以下の物体検出データのうち、文字列「pond」を含む行をすべて抜き出すこと。

[物体検出データ]
>>>>>

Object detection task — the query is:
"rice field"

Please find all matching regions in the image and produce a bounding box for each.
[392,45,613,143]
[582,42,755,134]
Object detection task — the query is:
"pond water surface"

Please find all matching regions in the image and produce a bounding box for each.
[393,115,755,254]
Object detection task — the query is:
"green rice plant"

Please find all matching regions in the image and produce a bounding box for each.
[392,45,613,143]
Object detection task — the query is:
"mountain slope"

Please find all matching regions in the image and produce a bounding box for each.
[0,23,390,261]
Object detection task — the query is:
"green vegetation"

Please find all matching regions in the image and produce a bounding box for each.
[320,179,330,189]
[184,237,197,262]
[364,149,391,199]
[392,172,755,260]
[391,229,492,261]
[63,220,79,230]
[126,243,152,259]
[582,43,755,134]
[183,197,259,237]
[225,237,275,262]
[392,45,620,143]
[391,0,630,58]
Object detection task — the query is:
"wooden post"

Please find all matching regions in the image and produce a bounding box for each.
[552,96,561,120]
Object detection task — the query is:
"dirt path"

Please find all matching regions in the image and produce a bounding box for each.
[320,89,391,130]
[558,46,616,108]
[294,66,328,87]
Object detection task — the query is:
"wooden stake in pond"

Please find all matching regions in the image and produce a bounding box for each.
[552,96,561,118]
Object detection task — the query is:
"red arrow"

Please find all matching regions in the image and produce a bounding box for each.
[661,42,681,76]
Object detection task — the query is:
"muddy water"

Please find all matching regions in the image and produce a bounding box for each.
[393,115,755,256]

<<<<<
>>>>>

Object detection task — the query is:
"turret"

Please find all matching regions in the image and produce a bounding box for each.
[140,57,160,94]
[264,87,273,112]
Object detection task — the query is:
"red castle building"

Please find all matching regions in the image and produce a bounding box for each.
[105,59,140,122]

<<<<<

• 完成した課題
"pond water surface"
"wooden stake in pond"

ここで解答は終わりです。